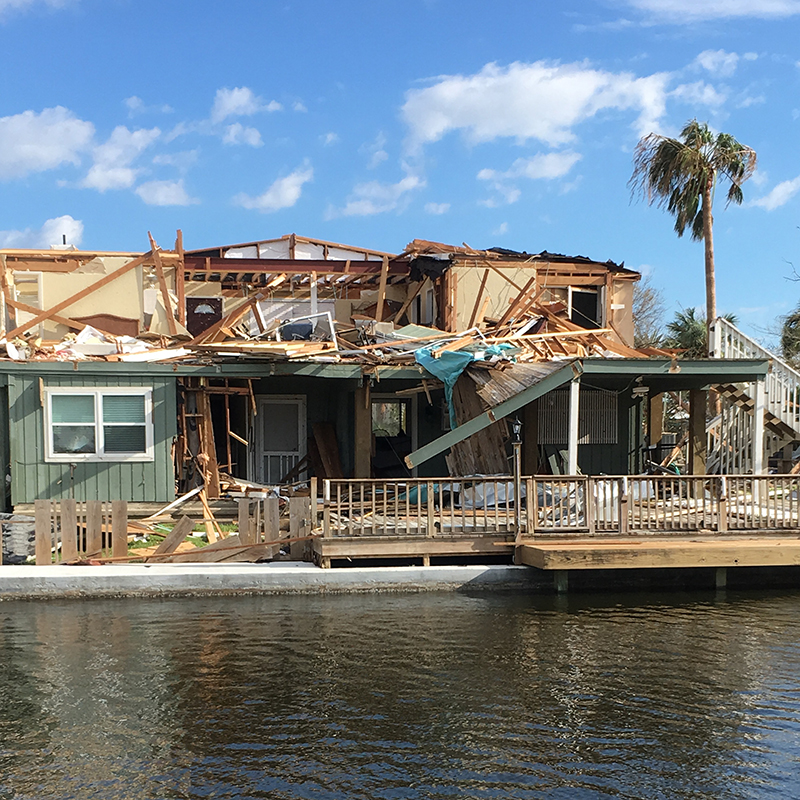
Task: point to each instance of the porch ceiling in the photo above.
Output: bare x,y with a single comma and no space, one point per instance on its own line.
663,375
658,374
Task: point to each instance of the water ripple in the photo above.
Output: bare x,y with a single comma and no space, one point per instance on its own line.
420,696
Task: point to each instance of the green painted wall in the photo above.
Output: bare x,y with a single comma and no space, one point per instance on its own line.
32,478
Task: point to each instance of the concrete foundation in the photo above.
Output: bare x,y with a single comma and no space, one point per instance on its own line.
139,580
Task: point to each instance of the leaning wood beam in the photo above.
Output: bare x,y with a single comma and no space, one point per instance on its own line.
226,322
162,284
477,305
180,278
552,381
66,321
505,277
48,314
7,294
382,289
409,300
518,301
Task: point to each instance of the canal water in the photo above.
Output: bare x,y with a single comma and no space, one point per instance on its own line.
402,696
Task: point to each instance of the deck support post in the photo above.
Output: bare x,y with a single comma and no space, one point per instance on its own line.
362,467
721,578
698,400
759,406
530,438
655,419
572,447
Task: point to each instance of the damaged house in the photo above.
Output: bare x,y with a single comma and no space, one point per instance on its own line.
144,376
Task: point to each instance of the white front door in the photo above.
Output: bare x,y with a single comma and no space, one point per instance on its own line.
280,436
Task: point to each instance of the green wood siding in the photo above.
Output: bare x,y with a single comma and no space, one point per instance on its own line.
32,478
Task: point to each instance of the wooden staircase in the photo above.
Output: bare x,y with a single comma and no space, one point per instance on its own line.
730,445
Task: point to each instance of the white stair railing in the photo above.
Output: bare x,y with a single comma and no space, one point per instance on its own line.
782,381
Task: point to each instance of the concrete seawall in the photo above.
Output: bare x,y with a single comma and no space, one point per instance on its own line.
139,580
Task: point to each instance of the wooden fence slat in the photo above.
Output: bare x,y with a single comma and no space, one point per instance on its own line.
299,516
272,523
94,527
119,528
43,522
245,526
69,530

# # #

- TASK TO CARRY OUT: Repeat the listing in full and exactly. Leave any pictures out.

- OUTPUT FOR THIS EXERCISE:
Task: point to each instance of the porch ceiling in the photo above.
Output: bare x,y with a single comma and no space, one point per instance on its own line.
663,375
658,374
Task: point to each instance of the water ripple in the photo above.
Output: bare x,y with a single comma and no space, one point per instance on its own line.
420,696
Task: point to each instance of the green painted wall in the photo above.
Output: bare x,y with a single comma and no space, one point per instance on its own line.
32,478
Task: point to each instance of the concrete foundation in the photo above.
Output: bare x,y with a single comma and no space, one point per instance on its own line.
139,580
Task: point to each instance of the leaning wood beam in the photo above.
Output: bare x,y with a single comma and no space, one point per instance on its own line.
226,322
162,284
477,305
180,278
552,381
66,321
505,277
48,314
7,294
382,289
409,300
518,301
Task: point to each instance of the canal water in the photo above.
Output: bare x,y with a single comma and no space, one point per instance on its own line.
402,696
Task: point to each instance of the deck support post in the photo above.
Output: bare x,y with a single comma and no space, one point per instance on its own line.
362,467
721,578
698,400
759,406
530,438
655,419
572,447
Task: point to each instance of the damaged house in the photo above.
Output: bare x,y with a single comma and no space, one point per instance on its own line.
144,376
Task: point to each instance of the white front door in the photo above.
Output: bare x,y with a single comma and no space, one point per instance on its own line.
280,436
Task: point to each instance of the green wood siding in the photo above.
Output: bare x,y with a single comma and no space, one point per instance on its own line.
32,478
Task: point to each instance of the wooden staircase in the photo above.
Output: bare x,y with a single comma and no space, one point per instance on its own line.
730,445
Task: point to each instance of the white stair railing in the photo above.
Output: bare x,y with a single comma and no space, one point per instance on its own line.
782,381
Task: point to each instance of the concrete seawall in the photo above.
Output: bare x,y with a single comma and no space, one point per instance on its own line.
139,580
Task: point to each instance of the wooden fence slat in the photo above.
Output: bare x,y with a single comma and no space, one point per instance on its own line.
299,516
272,523
94,527
119,528
43,522
245,526
69,530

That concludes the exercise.